### [YOUR INSTRUCTIONS]
Copy every line of the items below that contains the string "championship", matching case exactly.

··· THE RECORDS

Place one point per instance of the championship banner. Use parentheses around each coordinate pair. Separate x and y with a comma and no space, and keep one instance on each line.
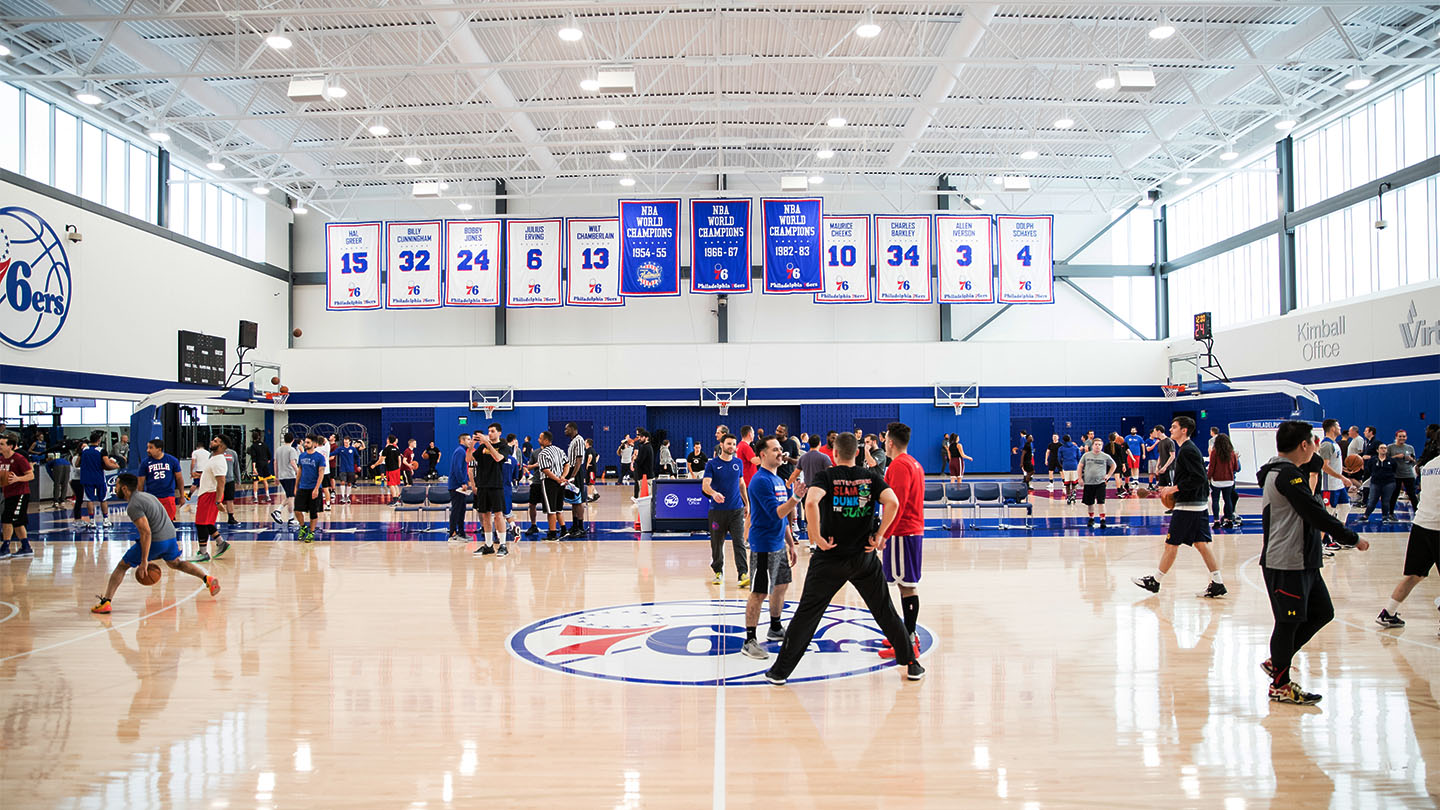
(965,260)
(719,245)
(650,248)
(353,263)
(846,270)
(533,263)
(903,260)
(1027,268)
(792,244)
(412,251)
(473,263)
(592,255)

······
··· THE RECORDS

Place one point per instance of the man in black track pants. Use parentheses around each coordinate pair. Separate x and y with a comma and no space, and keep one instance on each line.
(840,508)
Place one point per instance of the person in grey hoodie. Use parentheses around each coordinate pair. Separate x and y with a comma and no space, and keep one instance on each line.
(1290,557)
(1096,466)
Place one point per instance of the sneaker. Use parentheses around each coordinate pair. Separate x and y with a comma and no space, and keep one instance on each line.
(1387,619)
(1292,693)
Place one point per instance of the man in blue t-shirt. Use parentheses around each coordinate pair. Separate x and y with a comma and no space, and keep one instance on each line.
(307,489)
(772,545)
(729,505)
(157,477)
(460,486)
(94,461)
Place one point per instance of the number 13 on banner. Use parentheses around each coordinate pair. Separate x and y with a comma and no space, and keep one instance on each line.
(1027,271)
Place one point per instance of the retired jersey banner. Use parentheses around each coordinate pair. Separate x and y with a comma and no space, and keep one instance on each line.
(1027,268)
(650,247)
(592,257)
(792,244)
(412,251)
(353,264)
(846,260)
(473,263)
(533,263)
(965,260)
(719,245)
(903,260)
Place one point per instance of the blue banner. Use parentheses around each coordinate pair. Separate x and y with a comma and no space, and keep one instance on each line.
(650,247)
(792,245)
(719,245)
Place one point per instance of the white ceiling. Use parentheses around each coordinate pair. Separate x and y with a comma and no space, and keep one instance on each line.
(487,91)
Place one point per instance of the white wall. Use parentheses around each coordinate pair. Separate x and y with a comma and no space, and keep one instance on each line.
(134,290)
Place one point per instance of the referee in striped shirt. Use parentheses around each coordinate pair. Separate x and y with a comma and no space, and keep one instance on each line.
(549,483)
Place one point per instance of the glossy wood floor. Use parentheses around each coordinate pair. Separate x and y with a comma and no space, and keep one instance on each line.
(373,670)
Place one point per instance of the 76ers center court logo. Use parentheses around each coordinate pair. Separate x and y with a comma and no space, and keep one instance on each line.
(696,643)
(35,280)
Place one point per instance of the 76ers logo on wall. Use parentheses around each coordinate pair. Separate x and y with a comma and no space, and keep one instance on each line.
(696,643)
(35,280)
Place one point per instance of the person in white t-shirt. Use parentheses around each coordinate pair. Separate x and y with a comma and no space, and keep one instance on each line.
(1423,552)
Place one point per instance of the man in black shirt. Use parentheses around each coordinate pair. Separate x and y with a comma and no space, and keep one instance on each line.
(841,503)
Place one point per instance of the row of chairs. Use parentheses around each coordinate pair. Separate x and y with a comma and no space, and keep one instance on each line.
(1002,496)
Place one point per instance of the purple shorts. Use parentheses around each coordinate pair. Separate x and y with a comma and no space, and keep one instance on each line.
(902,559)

······
··· THE RECORDS

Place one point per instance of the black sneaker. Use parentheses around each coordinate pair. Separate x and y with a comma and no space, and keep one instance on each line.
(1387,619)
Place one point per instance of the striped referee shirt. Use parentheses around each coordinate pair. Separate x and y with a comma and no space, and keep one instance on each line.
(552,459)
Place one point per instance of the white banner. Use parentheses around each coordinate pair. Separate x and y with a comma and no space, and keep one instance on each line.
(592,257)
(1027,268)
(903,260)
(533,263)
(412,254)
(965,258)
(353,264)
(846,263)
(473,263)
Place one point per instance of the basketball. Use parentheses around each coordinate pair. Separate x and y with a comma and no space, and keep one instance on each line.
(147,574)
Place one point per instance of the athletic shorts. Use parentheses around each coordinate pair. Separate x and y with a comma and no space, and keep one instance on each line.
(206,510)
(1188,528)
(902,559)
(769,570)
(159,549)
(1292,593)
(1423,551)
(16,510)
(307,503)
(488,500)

······

### [SOLUTION FOR THIS EXERCISE]
Place one point per instance of the championship banner. Use parentheses around each coordinate pair. Separate x and y with a comma and no space, and keep one instance on each line.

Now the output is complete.